**Problem statement:** Every line below that mentions the word "target" should be copied out.
• • • • •
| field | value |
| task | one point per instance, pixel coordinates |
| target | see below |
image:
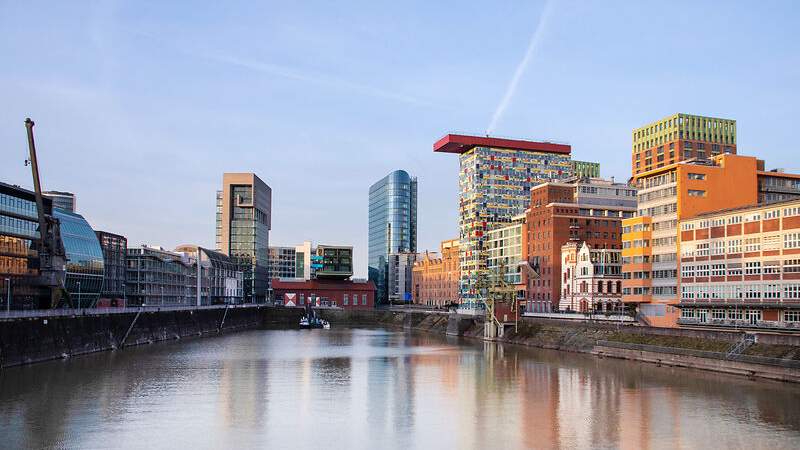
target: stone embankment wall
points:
• • • • •
**Exercise output:**
| target | see below |
target: stone embankment wall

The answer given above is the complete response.